> **Short problem**: Rewrite every line of the data, starting at the line containing "draw the outline of man's" and ending at the end of the data. Change only the outline vertex coordinates, adjusting each one by -61.

> **Materials provided**:
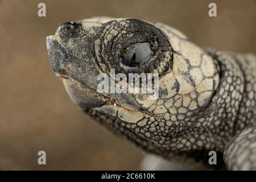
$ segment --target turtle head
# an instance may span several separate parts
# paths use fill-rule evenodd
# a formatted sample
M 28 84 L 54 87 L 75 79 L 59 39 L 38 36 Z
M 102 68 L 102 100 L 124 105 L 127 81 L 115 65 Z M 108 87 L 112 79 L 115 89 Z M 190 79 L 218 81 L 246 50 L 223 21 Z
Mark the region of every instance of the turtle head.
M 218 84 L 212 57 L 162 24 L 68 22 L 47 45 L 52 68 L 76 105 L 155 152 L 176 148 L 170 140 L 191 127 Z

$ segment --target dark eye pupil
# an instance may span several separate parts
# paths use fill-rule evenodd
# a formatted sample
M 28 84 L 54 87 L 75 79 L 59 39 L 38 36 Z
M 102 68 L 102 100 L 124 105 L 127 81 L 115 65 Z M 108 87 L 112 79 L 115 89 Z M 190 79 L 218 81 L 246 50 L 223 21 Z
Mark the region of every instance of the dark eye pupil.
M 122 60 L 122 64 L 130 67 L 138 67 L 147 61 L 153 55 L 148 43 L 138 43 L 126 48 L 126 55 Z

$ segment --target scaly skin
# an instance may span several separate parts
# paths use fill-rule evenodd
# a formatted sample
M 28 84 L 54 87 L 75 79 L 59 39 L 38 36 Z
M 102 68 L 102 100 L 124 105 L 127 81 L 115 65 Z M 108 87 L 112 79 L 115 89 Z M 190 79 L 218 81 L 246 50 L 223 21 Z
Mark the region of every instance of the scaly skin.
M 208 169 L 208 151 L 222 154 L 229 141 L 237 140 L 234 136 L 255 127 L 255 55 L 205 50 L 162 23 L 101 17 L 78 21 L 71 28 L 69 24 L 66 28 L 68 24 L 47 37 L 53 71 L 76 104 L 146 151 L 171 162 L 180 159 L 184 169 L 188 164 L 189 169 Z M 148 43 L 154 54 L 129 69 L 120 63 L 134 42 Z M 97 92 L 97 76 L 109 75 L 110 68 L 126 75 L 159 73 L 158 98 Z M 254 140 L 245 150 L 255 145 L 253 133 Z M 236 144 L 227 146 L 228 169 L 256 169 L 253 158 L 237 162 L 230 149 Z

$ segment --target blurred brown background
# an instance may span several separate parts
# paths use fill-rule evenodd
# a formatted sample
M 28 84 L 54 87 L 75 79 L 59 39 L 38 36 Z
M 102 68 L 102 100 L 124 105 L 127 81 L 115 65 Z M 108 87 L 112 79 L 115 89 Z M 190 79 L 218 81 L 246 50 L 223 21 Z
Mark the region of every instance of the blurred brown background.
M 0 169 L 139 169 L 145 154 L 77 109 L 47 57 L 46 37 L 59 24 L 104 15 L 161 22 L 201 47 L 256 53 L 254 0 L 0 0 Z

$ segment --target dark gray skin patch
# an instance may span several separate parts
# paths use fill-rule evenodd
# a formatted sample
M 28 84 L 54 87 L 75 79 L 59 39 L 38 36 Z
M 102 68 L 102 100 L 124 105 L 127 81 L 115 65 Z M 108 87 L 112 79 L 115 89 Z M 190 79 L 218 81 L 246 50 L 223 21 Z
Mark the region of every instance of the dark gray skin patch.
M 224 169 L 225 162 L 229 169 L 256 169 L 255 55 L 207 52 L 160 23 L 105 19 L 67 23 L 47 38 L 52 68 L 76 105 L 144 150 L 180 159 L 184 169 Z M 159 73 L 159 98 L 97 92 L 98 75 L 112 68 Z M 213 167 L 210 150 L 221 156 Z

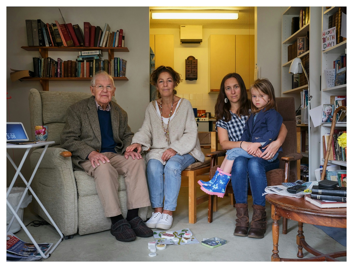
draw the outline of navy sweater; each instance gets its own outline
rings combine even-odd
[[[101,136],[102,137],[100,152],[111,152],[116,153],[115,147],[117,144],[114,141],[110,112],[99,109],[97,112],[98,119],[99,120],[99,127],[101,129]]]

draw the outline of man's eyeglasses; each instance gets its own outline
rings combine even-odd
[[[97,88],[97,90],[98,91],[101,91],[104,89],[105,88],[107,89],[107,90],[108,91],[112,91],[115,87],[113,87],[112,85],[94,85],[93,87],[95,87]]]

> **Problem solution**:
draw the outline of man's eyeglasses; each instance gets its own outline
rings combine even-odd
[[[36,27],[36,29],[37,30],[40,30],[43,28],[44,27],[46,28],[46,29],[47,30],[51,30],[54,26],[52,26],[51,24],[33,24],[32,26],[34,26]]]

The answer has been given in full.